(TEXT BLOCK begins)

PlantwisePlus Blog

Article by Shamela Rambadan, CABI Country Coordinator.

Sample of the slug and eggs © CABI

Sample of the slug and eggs © CABI

In Trinidad and Tobago many Plantwise plant clinics have been implemented to provide free information and advice to smallholder farmers. To date there are 8 plant clinics in Trinidad and 2 are planned for Tobago. CABI Plantwise is partnered with the Ministry of Food Production with extension workers from the Ministry and the Department of Agriculture in Tobago trained by CABI to become plant doctors at local plant clinics. The plant doctors diagnose plant pest and diseases and provide recommendations as to the control. For plant samples that require further identification they are sent to the diagnostic facility at the Ministry of Food Production in Trinidad.

(TEXT BLOCK ends)
(DATA EXTRACT begins)

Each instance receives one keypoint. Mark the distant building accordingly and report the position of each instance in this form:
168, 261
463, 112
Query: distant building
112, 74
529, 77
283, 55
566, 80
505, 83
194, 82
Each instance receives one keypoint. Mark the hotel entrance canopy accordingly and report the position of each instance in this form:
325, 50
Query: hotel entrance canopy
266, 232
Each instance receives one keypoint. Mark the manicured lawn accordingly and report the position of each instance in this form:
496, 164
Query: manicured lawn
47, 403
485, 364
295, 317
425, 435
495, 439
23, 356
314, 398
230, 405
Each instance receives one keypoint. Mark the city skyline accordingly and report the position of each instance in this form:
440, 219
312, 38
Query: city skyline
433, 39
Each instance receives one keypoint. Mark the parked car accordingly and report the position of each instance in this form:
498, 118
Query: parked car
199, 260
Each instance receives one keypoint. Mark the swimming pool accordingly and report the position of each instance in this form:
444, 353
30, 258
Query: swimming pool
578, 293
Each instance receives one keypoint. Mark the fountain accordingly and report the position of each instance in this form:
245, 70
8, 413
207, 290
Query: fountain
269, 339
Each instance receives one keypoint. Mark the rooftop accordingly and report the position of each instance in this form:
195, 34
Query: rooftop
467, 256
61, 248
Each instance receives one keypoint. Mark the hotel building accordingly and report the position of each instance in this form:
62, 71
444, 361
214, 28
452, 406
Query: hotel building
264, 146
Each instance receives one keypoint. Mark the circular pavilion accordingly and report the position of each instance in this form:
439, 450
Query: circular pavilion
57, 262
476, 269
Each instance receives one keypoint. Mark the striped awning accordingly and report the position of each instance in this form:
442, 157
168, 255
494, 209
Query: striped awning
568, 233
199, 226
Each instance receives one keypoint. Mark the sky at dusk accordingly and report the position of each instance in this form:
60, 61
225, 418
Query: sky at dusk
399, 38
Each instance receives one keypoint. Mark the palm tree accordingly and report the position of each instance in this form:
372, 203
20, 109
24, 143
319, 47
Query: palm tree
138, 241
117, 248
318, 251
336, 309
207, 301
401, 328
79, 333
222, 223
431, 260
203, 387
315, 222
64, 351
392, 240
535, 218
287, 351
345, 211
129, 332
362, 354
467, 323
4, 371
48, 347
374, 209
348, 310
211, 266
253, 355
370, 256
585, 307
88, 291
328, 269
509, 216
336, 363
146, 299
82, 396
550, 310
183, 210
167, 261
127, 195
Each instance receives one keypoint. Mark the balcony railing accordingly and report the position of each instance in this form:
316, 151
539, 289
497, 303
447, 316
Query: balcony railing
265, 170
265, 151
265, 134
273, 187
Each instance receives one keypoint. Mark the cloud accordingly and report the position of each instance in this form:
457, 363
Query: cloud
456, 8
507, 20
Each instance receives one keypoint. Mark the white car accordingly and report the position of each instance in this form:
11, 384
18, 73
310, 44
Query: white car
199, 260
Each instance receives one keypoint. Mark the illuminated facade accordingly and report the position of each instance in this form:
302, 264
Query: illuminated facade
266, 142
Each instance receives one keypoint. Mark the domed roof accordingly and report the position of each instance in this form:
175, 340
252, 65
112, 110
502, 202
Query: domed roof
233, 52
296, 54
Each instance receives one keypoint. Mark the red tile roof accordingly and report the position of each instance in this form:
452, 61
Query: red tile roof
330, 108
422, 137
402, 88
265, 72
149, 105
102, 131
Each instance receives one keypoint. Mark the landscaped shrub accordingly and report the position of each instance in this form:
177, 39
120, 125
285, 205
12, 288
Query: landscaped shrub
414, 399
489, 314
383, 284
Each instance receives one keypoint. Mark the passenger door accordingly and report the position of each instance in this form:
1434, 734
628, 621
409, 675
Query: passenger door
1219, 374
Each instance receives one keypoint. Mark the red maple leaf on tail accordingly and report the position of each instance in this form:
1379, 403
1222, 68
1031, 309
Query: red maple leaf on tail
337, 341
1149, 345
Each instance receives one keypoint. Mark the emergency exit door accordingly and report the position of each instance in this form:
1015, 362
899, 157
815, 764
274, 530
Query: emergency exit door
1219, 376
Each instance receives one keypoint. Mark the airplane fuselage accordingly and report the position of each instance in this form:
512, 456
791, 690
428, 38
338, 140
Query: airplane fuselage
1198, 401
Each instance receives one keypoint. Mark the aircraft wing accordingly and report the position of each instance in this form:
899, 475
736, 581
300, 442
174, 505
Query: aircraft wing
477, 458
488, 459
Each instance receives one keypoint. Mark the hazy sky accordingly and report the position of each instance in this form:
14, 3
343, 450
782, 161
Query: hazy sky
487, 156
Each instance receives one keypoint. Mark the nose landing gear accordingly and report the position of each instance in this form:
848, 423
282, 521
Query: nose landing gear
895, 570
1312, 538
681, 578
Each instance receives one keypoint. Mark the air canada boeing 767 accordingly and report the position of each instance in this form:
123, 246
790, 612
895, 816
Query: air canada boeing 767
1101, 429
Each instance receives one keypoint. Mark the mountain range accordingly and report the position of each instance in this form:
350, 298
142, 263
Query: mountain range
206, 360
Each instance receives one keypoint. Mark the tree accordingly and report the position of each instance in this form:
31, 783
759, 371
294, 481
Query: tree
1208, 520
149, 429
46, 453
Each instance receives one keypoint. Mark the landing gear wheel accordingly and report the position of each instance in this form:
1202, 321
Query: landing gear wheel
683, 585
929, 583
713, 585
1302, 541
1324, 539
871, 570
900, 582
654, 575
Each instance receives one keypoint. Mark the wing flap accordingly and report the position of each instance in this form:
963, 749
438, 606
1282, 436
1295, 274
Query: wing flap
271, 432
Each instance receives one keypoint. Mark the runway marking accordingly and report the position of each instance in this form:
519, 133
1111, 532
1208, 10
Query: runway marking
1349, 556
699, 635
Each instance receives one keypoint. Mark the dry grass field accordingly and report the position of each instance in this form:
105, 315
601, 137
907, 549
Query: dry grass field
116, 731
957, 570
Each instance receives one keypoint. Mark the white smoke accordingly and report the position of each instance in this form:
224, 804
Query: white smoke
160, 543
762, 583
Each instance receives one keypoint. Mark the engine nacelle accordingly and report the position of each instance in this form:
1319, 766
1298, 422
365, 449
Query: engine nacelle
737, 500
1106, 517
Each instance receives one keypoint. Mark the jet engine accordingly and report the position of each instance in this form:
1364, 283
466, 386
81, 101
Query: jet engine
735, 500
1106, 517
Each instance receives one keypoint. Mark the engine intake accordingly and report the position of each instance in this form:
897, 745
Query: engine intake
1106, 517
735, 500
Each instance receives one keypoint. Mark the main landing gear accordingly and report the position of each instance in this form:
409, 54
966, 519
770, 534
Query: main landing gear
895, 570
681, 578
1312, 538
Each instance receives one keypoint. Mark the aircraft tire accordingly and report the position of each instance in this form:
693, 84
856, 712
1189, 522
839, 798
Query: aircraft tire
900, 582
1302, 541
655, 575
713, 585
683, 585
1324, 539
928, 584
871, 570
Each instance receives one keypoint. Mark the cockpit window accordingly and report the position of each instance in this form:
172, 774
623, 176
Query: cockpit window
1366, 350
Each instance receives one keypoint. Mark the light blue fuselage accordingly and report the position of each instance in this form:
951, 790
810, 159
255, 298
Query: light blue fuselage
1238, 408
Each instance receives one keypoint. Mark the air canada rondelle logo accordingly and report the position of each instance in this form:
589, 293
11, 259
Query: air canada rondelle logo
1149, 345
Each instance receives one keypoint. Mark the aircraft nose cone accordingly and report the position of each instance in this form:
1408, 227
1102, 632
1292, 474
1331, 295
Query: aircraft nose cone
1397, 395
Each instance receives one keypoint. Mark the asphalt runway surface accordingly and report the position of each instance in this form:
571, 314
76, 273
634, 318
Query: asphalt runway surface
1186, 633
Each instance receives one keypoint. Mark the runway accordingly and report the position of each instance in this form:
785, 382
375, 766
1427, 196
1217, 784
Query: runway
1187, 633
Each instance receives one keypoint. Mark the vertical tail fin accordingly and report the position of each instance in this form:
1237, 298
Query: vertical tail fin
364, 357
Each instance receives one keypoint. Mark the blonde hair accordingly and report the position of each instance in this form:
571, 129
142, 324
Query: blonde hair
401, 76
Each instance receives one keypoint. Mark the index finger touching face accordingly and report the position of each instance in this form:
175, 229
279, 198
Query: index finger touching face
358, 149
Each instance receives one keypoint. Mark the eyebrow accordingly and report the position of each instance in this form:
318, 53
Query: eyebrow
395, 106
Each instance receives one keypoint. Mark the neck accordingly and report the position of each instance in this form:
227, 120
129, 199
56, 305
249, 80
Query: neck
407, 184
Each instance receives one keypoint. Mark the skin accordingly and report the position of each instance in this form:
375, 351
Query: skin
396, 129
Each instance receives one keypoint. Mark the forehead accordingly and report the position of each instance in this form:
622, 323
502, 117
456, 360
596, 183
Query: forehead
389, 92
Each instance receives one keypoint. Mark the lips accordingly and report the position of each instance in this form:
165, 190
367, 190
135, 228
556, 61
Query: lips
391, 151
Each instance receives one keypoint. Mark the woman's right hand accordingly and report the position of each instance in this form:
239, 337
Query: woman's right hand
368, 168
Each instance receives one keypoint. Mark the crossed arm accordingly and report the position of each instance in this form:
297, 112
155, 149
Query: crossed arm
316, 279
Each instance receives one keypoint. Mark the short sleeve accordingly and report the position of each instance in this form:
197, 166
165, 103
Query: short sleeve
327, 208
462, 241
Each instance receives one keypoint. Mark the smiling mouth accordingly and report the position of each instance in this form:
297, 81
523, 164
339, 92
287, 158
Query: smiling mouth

(DATA EXTRACT ends)

EXERCISE INSTRUCTIONS =
1. Check these statements against the PlantwisePlus blog text and answer yes or no for each, quoting the words that decide it: (a) There are 8 plant clinics in Trinidad. (b) Tobago already has 2 plant clinics in operation. (c) Samples that need further identification go to a diagnostic facility in Tobago.
2. Please write out the part of the PlantwisePlus blog text between "PlantwisePlus Blog" and "Production in Trinidad.", inclusive.

ANSWERS TO EACH TASK =
1.
(a) Yes: "To date there are 8 plant clinics in Trinidad"
(b) No: "2 are planned for Tobago"
(c) No: "they are sent to the diagnostic facility at the Ministry of Food Production in Trinidad"

2.
PlantwisePlus Blog

Article by Shamela Rambadan, CABI Country Coordinator.

Sample of the slug and eggs © CABI

Sample of the slug and eggs © CABI

In Trinidad and Tobago many Plantwise plant clinics have been implemented to provide free information and advice to smallholder farmers. To date there are 8 plant clinics in Trinidad and 2 are planned for Tobago. CABI Plantwise is partnered with the Ministry of Food Production with extension workers from the Ministry and the Department of Agriculture in Tobago trained by CABI to become plant doctors at local plant clinics. The plant doctors diagnose plant pest and diseases and provide recommendations as to the control. For plant samples that require further identification they are sent to the diagnostic facility at the Ministry of Food Production in Trinidad.